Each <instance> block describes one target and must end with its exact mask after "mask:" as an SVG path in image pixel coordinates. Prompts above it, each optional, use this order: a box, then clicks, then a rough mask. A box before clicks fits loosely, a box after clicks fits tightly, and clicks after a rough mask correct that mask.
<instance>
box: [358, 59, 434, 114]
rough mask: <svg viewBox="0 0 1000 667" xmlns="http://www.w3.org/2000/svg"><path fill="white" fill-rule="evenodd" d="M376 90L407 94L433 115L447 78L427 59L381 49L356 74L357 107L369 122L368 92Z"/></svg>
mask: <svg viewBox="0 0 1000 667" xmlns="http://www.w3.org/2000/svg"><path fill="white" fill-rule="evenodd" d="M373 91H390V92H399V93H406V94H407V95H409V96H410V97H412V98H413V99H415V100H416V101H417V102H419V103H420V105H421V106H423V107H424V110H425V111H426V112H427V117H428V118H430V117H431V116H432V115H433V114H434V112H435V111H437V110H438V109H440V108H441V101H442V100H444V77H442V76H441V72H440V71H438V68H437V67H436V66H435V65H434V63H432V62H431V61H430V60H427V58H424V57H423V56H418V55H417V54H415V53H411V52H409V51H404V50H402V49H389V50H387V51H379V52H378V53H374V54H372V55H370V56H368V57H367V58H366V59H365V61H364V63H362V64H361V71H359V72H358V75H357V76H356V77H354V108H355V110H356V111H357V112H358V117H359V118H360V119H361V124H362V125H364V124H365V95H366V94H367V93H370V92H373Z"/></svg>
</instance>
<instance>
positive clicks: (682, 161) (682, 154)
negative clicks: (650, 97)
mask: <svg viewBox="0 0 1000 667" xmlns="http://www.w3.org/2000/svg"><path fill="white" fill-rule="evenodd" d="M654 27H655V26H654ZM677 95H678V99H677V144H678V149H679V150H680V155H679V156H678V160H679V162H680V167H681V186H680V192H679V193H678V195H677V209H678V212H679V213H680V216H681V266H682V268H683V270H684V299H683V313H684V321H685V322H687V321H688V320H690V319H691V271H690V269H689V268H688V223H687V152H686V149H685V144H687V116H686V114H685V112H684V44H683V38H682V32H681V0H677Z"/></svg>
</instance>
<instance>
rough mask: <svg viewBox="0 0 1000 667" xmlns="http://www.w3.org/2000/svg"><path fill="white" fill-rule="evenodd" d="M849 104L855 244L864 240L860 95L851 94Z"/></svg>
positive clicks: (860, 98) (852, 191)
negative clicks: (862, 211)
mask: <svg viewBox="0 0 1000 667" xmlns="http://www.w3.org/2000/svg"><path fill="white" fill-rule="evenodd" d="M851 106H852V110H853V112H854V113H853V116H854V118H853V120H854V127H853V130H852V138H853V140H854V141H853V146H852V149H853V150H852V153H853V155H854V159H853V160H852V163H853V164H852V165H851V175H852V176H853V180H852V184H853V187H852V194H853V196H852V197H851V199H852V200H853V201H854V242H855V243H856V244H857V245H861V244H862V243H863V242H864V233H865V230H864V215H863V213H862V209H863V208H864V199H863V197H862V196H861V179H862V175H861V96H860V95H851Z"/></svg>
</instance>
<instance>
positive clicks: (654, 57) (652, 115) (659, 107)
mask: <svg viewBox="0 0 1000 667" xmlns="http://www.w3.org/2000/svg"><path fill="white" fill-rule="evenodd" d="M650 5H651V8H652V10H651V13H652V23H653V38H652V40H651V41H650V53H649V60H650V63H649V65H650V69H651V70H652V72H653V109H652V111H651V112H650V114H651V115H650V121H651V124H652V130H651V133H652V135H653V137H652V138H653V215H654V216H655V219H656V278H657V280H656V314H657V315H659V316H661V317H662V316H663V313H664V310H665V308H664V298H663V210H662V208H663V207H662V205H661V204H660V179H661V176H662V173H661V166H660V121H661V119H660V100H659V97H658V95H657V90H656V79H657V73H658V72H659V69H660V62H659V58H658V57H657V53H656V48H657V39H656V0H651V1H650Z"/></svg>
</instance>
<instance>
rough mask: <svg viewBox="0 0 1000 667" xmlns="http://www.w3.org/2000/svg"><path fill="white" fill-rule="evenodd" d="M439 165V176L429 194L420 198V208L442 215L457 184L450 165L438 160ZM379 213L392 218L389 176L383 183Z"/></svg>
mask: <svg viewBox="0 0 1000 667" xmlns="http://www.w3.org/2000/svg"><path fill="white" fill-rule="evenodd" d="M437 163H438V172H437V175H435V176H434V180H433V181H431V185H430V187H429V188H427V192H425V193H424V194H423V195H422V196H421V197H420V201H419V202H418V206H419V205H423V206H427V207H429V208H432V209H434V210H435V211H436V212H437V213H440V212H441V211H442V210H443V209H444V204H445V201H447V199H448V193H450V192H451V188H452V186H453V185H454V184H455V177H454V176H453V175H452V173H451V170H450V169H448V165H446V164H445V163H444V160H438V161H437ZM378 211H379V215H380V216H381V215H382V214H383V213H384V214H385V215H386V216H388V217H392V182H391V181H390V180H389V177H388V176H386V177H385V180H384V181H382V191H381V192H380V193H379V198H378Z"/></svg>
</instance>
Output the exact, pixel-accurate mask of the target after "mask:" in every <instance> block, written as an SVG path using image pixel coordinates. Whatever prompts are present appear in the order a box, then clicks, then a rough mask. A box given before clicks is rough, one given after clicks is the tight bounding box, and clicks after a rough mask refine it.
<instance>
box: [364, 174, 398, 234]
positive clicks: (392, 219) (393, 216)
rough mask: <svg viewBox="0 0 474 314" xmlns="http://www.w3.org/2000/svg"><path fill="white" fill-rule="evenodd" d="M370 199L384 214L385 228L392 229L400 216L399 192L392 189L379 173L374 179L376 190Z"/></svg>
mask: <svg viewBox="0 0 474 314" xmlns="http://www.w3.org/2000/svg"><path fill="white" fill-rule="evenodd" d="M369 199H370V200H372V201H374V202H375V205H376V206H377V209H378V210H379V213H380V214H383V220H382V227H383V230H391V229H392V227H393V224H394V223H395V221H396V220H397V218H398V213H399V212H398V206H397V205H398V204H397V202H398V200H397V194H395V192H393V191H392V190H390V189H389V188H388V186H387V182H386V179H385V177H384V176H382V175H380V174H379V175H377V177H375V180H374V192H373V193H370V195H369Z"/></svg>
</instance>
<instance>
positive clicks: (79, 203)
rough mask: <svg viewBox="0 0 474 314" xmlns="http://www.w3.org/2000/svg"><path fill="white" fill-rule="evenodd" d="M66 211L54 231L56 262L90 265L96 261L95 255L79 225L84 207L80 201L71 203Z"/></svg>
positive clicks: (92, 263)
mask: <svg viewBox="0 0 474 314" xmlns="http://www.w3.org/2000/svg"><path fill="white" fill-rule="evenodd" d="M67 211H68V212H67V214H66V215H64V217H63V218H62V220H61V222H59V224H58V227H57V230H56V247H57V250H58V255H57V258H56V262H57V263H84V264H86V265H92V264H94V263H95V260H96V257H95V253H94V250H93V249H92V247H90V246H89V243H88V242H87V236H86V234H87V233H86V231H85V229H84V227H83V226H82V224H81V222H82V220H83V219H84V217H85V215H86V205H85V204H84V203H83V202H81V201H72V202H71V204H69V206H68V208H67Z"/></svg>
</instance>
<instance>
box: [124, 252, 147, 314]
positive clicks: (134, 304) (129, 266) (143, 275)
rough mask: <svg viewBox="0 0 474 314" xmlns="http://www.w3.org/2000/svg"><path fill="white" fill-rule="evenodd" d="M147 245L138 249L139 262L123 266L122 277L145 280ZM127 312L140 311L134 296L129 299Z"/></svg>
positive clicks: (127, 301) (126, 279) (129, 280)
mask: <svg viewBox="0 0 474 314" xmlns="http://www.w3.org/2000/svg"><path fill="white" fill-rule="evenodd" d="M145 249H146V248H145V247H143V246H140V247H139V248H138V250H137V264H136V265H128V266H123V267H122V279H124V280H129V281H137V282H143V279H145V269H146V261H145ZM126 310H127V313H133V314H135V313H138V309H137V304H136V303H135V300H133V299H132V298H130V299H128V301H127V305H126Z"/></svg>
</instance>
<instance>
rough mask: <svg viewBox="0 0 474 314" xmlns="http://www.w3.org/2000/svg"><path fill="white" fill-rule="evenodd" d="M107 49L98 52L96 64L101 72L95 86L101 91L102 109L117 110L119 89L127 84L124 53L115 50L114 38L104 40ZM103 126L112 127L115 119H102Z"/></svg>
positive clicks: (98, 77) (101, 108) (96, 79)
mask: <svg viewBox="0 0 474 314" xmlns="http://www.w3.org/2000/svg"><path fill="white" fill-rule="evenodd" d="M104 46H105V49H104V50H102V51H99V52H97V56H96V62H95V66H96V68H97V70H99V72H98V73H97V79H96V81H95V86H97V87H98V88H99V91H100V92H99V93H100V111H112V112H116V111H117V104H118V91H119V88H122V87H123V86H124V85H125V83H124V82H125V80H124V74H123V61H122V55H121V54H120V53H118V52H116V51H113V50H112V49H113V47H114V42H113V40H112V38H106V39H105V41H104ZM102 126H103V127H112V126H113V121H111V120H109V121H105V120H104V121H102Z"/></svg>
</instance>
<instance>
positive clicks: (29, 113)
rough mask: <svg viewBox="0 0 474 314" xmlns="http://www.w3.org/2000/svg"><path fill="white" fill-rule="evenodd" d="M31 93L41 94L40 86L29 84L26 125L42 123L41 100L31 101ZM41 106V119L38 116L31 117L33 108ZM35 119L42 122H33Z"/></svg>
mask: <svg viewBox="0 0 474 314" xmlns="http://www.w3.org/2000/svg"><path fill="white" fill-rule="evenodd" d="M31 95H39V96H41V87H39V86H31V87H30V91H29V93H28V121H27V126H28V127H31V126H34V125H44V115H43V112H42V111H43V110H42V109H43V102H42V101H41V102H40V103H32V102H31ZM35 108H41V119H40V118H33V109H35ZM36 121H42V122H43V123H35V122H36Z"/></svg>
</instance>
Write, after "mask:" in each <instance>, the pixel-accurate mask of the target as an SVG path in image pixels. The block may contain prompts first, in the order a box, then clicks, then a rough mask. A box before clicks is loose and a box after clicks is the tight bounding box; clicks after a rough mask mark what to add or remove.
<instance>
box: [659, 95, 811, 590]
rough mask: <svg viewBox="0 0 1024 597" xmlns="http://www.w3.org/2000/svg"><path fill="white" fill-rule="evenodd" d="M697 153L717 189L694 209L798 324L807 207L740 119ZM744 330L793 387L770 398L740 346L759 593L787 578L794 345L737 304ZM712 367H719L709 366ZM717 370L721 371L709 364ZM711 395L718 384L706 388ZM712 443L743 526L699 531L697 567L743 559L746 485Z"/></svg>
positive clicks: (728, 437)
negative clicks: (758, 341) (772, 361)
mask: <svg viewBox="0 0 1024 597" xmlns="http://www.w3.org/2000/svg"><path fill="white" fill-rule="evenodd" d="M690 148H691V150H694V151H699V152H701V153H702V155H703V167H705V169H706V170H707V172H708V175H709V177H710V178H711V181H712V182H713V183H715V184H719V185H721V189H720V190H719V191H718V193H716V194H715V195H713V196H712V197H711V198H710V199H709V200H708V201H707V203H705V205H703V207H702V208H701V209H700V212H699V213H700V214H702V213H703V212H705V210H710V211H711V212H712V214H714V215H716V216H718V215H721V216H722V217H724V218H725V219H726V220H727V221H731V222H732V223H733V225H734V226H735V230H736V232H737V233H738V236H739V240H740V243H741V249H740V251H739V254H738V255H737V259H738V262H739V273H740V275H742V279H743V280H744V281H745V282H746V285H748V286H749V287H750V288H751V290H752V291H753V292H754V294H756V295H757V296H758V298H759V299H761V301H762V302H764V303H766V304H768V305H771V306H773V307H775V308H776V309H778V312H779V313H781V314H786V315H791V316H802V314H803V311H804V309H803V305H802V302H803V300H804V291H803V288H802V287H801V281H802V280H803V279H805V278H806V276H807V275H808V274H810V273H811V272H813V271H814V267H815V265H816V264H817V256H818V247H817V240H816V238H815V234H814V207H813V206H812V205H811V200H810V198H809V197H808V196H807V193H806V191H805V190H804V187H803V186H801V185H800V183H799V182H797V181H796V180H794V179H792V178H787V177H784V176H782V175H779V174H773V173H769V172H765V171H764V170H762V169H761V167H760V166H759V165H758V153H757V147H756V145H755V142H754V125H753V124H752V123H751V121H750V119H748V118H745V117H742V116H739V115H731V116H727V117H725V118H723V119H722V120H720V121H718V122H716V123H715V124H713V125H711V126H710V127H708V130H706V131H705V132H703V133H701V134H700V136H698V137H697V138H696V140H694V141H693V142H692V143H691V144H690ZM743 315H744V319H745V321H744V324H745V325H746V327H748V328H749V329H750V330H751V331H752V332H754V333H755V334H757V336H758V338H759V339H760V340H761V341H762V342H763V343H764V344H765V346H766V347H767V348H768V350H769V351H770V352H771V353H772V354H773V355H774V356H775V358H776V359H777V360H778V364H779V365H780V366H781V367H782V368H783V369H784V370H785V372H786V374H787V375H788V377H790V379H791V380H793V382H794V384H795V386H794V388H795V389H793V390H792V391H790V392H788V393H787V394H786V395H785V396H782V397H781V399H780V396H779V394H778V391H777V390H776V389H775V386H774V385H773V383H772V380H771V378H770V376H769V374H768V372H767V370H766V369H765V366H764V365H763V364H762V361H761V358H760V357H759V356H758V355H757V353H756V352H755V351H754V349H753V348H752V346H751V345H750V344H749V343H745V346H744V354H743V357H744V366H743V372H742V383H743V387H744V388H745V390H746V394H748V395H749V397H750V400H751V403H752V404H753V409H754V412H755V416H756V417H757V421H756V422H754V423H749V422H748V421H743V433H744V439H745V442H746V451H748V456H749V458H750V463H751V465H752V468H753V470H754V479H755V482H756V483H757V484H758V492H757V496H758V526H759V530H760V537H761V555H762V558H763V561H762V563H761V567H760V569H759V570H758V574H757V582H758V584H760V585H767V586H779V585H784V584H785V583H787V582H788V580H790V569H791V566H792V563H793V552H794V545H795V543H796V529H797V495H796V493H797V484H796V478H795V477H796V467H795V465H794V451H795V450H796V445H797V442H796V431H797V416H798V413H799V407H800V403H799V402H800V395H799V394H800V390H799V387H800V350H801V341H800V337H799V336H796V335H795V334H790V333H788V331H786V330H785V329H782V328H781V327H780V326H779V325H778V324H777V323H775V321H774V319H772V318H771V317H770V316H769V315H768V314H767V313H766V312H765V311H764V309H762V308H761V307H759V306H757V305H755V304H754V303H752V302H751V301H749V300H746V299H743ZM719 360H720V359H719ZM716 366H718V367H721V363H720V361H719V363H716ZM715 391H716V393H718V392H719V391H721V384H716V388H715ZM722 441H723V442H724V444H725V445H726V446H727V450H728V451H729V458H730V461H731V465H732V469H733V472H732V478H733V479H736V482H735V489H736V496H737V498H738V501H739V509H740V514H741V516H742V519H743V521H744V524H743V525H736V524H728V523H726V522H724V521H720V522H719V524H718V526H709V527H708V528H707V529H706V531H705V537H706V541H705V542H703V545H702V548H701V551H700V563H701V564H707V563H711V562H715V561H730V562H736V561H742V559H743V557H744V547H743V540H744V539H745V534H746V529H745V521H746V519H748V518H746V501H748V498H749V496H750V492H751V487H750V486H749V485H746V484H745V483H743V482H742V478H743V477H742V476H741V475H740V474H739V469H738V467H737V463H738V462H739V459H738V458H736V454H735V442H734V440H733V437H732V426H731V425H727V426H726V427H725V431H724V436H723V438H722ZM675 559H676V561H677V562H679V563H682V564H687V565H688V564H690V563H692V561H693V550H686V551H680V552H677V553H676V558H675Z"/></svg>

Qué se pide: Selecciona cada línea de las filas que contenga la palabra "negative" y cópiala tal como aparece.

Resultado obtenido:
negative clicks: (650, 97)
negative clicks: (862, 211)
negative clicks: (758, 341) (772, 361)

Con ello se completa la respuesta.